- **WHAT THIS EXERCISE ASKS**:
A) In the passage on gonocyte injection, at what developmental stage were the busulfan-treated eggs injected through the dorsal aorta?
B) Duplicate the passage on gonocyte injection from "Lastly, embryos at" up to and including "Borwornpinyo et al. (2005).".

- **SOURCE EXTRACT**:
/---
The second method was to pretreat the eggs with an injection of 75 µg of busulfan emulsion into the yolk of embryos after 24 h of incubation, according to the methods of Song et al. (2005). The busulfan treatment has been demonstrated to improve the number and frequency of germline chimeras generated following PGC transfer (Song et al., 2005). After busulfan injection, the eggs were returned to the incubators until they reached stage 17 (Hamburger and Hamilton, 1951), when they were injected through the dorsal aorta with 600 to 3,500 sorted gonocytes. After injection, the eggshells were sealed, and the eggs were returned to the incubator and maintained until hatching.
Lastly, embryos at 3 d of incubation were injected with 1,000 to 2,000 sorted gonocytes into the germinal crescent. The injected embryos were cultured in a surrogate turkey eggshell until hatching, following the procedures of Borwornpinyo et al. (2005).
\---
Lines from a dataset
/---
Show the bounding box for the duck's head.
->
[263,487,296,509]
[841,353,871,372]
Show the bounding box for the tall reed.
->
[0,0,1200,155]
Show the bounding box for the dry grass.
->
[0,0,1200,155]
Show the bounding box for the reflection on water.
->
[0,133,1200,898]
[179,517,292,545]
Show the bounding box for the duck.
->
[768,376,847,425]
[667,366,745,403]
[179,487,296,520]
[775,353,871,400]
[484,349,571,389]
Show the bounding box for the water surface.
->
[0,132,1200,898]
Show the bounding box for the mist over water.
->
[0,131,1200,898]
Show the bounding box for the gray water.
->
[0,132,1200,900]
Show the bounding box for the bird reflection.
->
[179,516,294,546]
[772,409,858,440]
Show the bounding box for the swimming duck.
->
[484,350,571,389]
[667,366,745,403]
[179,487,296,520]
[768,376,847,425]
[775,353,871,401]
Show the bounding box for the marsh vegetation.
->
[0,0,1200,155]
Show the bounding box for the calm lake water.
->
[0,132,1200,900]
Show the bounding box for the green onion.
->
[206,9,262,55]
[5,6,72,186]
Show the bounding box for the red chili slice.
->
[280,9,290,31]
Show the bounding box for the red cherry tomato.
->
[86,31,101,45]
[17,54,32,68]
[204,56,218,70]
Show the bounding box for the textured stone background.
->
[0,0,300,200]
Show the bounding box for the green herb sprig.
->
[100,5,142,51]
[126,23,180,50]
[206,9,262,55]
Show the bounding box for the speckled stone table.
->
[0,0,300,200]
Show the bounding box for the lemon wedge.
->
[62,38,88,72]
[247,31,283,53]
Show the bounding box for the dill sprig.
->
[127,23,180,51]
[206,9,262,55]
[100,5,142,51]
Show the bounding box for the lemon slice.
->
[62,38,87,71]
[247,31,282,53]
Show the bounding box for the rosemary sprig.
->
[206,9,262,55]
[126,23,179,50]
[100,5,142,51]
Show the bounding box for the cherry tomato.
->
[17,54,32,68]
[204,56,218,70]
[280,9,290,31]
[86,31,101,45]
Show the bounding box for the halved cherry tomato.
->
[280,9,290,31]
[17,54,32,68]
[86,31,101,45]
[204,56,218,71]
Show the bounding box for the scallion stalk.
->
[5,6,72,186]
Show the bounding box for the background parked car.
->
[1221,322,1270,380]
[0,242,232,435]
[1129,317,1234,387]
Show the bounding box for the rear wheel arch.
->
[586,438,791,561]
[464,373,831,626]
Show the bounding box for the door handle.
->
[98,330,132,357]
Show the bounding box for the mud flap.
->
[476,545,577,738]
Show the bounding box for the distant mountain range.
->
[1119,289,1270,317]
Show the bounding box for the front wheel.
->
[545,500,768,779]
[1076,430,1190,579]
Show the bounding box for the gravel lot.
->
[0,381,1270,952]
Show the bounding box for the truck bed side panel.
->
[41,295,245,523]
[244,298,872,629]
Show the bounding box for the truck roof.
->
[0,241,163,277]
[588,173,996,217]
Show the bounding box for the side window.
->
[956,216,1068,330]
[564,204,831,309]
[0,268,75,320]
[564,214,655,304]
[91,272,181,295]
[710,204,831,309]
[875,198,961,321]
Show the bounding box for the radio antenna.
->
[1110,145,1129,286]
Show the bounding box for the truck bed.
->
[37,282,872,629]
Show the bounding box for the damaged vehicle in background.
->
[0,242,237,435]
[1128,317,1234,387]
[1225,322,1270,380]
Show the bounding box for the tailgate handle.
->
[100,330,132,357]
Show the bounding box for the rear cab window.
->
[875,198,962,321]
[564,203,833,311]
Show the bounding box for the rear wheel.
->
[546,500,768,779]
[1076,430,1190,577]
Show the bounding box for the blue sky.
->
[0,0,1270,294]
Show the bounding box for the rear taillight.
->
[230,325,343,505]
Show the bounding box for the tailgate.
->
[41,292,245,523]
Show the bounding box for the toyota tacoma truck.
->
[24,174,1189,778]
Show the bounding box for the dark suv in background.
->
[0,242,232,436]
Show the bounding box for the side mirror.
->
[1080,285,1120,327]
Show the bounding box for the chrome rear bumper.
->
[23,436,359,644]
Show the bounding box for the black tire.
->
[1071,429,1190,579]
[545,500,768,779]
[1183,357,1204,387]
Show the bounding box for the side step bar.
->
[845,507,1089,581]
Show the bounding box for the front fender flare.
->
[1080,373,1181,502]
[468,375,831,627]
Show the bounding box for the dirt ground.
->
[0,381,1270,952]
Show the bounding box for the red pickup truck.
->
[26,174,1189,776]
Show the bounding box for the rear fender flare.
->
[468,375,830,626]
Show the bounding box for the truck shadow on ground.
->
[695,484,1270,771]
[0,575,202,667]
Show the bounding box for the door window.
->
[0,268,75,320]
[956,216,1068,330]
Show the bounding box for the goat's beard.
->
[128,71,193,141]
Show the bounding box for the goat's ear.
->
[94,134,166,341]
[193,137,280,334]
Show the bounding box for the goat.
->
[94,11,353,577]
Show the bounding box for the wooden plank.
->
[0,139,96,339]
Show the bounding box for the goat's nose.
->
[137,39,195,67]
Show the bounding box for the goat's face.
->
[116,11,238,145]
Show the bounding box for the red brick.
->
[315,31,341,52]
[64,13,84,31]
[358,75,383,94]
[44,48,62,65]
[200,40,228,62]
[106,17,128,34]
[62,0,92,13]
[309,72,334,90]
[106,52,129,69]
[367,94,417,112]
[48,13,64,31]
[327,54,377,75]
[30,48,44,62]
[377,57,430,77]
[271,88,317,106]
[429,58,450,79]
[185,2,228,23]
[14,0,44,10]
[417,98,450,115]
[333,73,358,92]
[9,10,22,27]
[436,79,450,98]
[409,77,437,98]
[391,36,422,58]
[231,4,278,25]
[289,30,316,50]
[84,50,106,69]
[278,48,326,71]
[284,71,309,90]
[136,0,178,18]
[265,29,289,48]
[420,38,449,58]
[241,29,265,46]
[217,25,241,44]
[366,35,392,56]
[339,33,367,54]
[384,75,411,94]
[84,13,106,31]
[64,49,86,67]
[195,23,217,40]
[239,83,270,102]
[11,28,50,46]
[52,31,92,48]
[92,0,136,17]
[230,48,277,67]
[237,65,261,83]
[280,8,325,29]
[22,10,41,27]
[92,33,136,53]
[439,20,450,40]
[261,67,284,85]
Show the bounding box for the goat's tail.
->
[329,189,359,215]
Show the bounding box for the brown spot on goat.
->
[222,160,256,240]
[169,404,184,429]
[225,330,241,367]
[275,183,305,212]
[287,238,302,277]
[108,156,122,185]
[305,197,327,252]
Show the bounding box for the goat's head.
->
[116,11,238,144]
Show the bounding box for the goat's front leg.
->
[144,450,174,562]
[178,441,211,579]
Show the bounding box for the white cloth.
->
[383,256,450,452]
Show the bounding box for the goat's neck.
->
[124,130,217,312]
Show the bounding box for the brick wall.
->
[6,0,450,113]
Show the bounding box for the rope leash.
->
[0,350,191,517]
\---
- **RESULTS BY TASK**:
A) Stage 17 (Hamburger and Hamilton, 1951).

B)
Lastly, embryos at 3 d of incubation were injected with 1,000 to 2,000 sorted gonocytes into the germinal crescent. The injected embryos were cultured in a surrogate turkey eggshell until hatching, following the procedures of Borwornpinyo et al. (2005).